__Exercise inputs__.
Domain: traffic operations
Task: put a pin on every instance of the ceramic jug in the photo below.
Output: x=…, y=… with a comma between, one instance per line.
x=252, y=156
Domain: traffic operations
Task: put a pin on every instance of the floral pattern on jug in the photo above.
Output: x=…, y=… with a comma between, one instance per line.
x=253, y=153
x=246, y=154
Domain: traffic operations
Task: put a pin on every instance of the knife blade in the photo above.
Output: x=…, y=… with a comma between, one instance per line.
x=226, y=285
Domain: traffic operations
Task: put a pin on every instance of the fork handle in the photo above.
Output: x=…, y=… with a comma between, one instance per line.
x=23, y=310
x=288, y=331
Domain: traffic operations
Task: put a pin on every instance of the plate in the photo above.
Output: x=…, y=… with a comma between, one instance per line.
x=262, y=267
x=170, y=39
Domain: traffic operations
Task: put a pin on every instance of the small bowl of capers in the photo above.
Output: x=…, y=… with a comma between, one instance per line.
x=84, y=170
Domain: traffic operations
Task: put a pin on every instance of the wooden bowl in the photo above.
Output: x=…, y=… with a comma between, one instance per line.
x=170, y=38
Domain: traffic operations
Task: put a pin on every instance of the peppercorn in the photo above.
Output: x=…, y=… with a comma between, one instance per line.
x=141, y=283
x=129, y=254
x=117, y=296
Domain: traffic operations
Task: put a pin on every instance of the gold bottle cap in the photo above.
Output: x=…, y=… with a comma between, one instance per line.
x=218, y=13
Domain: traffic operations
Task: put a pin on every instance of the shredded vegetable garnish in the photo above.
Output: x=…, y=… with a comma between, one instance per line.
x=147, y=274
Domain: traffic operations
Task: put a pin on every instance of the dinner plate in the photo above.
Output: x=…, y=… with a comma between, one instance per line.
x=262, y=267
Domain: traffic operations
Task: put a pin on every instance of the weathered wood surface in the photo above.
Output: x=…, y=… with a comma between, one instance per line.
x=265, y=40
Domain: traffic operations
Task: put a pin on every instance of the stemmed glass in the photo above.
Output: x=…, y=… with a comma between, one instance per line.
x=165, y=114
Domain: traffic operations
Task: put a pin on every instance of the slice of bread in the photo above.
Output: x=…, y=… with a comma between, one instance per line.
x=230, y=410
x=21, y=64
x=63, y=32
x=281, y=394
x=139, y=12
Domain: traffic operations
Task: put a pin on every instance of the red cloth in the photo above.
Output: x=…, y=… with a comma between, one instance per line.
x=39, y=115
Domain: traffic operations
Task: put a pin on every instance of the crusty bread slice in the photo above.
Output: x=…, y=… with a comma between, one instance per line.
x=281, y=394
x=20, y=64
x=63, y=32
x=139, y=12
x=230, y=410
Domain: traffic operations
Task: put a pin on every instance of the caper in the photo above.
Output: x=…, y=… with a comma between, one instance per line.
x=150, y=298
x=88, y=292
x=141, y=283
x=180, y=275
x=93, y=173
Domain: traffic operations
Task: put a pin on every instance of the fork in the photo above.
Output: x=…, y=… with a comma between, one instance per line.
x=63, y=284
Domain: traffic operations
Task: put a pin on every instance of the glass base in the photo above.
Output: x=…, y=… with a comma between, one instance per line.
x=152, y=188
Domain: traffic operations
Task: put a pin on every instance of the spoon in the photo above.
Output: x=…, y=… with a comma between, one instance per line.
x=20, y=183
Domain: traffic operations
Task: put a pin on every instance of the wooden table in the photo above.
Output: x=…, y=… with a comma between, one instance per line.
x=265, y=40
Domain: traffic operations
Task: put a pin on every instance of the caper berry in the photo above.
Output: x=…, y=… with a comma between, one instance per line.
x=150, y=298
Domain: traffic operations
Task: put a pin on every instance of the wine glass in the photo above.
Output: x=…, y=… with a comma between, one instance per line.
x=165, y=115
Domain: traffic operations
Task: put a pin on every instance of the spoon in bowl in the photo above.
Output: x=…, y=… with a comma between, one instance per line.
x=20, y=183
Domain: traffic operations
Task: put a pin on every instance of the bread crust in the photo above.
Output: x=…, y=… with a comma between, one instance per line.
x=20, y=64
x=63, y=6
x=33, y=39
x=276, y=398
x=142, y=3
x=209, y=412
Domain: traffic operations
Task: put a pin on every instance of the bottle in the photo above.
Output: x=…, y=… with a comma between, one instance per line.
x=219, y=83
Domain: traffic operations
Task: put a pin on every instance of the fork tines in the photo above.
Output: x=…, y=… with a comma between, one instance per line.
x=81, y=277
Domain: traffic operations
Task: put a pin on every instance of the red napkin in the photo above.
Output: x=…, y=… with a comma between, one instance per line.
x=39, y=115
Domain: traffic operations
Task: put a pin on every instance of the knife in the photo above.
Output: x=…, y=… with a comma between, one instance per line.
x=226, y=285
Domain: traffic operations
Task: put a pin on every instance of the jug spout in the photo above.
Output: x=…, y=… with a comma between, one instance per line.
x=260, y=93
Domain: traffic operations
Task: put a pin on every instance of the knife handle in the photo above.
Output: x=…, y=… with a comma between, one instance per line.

__Exercise aim__.
The required output is the entries from their opening line through the line holding "Task: put a pin on every instance of the plate", repeated exactly, with both end lines kept.

__Solution to the exercise__.
Domain: traffic operations
Task: put a pin on every instance of the ceramic jug in the photo below.
Output: x=…, y=… with a comma between, one instance per line.
x=252, y=156
Domain: traffic operations
Task: put a pin on every instance of the floral pattern on jug in the photo above.
Output: x=…, y=… with a comma between, one instance per line.
x=253, y=153
x=246, y=154
Domain: traffic operations
Task: put a pin on every instance of the knife blade in the photo above.
Output: x=…, y=… with a comma between, one instance per line.
x=226, y=285
Domain: traffic operations
Task: put a pin on every instance of the fork handle in the photo above.
Output: x=…, y=… with a comma between, one instance per line.
x=23, y=310
x=288, y=331
Domain: traffic operations
Task: put a pin on every instance of the plate in the photo above.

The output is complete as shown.